> EXERCISE GOAL: Copy out every item below word for word, leaving out the pictures.

** Start of RECORD EXCERPTS **

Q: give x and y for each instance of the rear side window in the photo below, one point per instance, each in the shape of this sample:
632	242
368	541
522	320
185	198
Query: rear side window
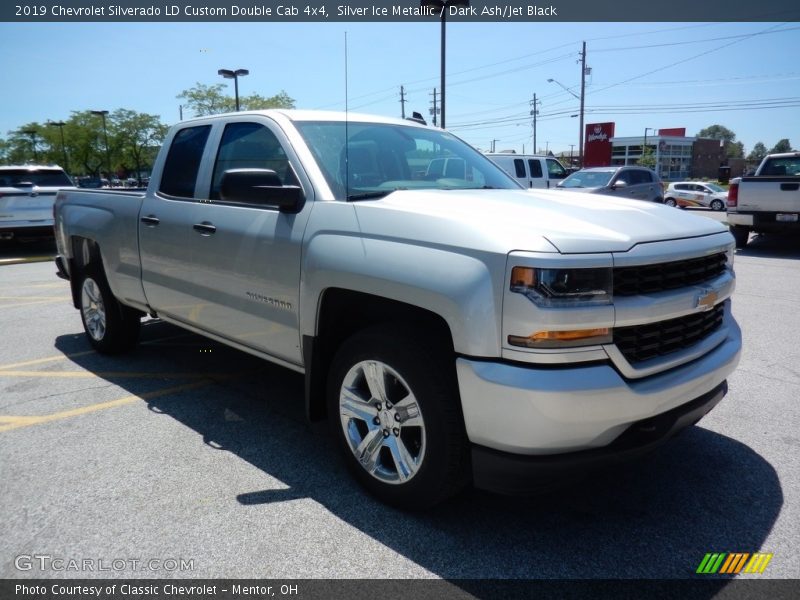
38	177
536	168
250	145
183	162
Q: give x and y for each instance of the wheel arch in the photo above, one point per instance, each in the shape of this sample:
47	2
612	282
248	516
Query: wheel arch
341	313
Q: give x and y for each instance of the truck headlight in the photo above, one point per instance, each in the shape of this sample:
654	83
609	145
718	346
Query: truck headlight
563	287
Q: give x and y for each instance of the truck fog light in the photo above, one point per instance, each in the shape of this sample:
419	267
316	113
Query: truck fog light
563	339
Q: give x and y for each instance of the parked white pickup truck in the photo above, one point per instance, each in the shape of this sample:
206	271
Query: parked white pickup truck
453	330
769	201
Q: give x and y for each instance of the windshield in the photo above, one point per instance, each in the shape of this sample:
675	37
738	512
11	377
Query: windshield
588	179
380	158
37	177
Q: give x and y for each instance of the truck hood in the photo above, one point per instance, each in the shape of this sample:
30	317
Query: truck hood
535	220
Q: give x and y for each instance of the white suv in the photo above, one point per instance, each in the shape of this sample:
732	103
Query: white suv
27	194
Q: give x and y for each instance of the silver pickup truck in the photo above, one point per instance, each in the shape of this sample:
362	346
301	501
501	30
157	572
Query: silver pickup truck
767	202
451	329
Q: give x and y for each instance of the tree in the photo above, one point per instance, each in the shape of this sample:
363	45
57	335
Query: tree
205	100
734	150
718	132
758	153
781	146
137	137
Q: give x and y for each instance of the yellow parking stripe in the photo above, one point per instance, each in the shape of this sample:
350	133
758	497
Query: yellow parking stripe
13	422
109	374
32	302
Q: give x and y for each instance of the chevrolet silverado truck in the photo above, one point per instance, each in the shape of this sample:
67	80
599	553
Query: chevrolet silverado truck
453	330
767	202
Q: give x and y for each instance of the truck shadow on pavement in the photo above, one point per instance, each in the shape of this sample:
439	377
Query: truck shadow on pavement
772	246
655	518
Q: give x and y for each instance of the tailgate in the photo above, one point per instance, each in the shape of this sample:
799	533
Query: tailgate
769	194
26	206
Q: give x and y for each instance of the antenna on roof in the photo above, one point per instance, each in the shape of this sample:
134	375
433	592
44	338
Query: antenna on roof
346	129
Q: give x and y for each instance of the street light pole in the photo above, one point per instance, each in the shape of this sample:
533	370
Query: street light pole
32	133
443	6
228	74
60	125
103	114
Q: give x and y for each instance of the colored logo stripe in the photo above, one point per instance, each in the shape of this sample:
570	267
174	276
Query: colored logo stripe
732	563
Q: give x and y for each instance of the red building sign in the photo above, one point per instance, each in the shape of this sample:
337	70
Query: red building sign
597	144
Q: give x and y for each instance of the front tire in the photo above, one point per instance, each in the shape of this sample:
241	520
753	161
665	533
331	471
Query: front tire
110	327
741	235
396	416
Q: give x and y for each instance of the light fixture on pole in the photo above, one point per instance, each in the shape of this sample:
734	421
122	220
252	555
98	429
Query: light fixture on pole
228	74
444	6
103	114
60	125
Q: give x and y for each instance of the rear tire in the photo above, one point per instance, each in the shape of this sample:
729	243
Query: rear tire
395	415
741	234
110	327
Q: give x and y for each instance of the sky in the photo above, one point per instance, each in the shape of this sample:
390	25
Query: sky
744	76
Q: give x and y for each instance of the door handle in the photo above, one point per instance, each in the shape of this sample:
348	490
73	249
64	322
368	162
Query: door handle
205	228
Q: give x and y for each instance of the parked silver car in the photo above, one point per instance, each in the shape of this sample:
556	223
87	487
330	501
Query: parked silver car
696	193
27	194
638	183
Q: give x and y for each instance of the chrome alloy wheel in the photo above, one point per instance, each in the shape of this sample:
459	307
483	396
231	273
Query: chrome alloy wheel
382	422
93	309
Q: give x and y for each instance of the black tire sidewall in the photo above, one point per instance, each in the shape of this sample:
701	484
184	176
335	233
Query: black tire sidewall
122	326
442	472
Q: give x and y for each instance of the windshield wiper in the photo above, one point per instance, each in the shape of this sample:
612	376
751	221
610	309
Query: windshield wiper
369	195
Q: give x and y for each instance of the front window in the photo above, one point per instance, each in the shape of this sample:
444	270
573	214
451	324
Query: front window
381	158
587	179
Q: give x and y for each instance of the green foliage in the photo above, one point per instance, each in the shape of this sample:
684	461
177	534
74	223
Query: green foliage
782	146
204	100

** End of RECORD EXCERPTS **

> ANSWER TO THIS TASK:
Q: give x and y for each instance of the rear side window in the photo below, one point per instance, each in the shape of this sample:
632	242
368	541
522	320
185	198
Query: rear side window
38	177
536	168
250	145
183	162
Q: give x and y for each instance of the wheel arch in the photo above, one point per instance, each in the shape of this sample:
47	2
612	282
248	516
Query: wheel arch
341	313
Q: give x and y for each instance of the truck headlight in the photo above, one point per instance, each in the shape of this sample:
654	83
609	145
718	346
Query: truck headlight
563	287
Q: give x and y for each instance of the truck fog light in the photo above, one point per instance, each in the shape of this sample:
419	267
316	113
Query: truck fog light
563	339
Q: give x and y for each instance of the parked white pickup truck in the photo above, one point per instance, each in the shape of this sample:
206	271
Query: parked white pickup truck
453	330
769	201
Q: give x and y for each instance of the windshield in the photo above, one point per instance, each in the shape of this sample:
675	37
738	512
11	377
Query: windshield
588	179
380	158
37	177
Q: give x and y for each instance of the truck hood in the photo above, one point per instance, each in the shape of this sample:
30	317
Query: truck hood
535	220
Q: give x and y for each instance of the white suv in the photo above, one point per instance, each in the shape of this sample:
732	103
Query: white suv
27	194
Q: give x and y for each instance of the silver pickup truck in the photo above, one point per instance, each in the shape of this sample:
362	346
301	501
501	30
157	572
Query: silver pickup truck
767	202
451	329
Q: give x and y for each instance of the tree in the photo above, one point per instance, each in the shape of this sample:
363	45
57	335
Query: tree
205	100
734	150
718	132
758	153
781	146
137	137
Q: give x and y for each instance of the yellow parking stripe in the photo above, one point per instance, each in the shape of this sample:
350	133
758	497
Query: yellow parking stripe
13	422
109	374
32	302
Q: give x and y for each instance of the chevrolet silverado truck in the photo above, one point per instance, each in the shape of this sample:
67	80
599	553
Query: chevrolet silverado truck
453	330
767	202
Q: give x and y for each instance of the truck shadow on pavement in the photo above, one point per instance, each in the shape of this sample:
439	377
Query: truck shadow on pavement
772	246
655	518
Q: give x and y for each instance of the tailgate in the photo above, one point per instance, each in the shape of this sample:
799	533
Query: tailgate
769	194
26	206
Q: give x and y for each instance of the antenna on roof in the photo above, one point per instance, each in the shape of this sample:
134	375
433	592
44	338
Query: antenna on roof
346	129
Q: give x and y for each instance of the street light pole in the photo above, one point per instance, each in the shape of this sample:
533	370
Query: street light pole
32	133
443	6
228	74
60	125
103	114
Q: give x and y for each instance of the colored logo stripe in the photo above, one point per instance, each in the shape of this sample:
570	267
174	276
Query: colored logo stripe
732	563
Q: give x and y for each instance of the red building sign in the photo above, one point per instance, each in the shape of this sample:
337	70
Query: red building sign
597	144
Q: give x and y for each instance of the front tire in the photo above, one point per instance, each in the shape of this sample:
241	520
753	161
665	533
331	471
Query: front tire
110	327
741	235
396	416
Q: give x and y for each instance of the light fixture on pole in the photo above, one point per instance, each in the shape of this sample:
734	421
122	220
252	555
98	429
Query: light fixture on pole
228	74
444	6
103	114
60	125
Q: give x and y for each instance of the rear tire in the photo above, one point per instance, each in the shape of this sample:
729	243
Query: rear tire
395	415
741	234
110	327
Q: give x and y for each instance of the sky in the photo above, one point per instance, each in the shape of this sample:
390	25
Query: sky
744	76
Q: give x and y for each instance of the door handle in the photo above, one point per instance, each in the shape of this sample:
348	490
73	249
64	322
368	162
Query: door handle
205	228
Q: give x and y for each instance of the parked silver car in the photo above, one point per instance, each in the shape of this sample:
556	223
87	487
330	501
Query: parked silver car
696	193
27	194
638	183
Q: give x and y for each instance of the chrome alloy wheel in the photo above, one point per instance, each in the shape of this sample:
459	307
483	396
231	273
Query: chrome alloy wheel
382	422
93	309
Q: give x and y for each instance of the black tire sidewall in the photo above, one point per instance, each in the shape of this sample:
701	484
184	176
335	233
Query: black tire sidewall
122	326
442	472
Q: give x and y for each instance of the windshield wiper in the photo above, one point per instance, each in the shape of this sample:
612	376
751	221
610	309
Query: windshield wiper
369	195
Q: give x and y for each instance of the front window in the photo above, one point per instance, each in the shape of this sample:
444	270
573	214
451	324
Query: front window
381	158
587	179
Q: give x and y for each instance of the green foliage in the photo above, one point per instance, each in the shape of this sample:
684	461
177	534
74	223
Query: green foliage
782	146
204	100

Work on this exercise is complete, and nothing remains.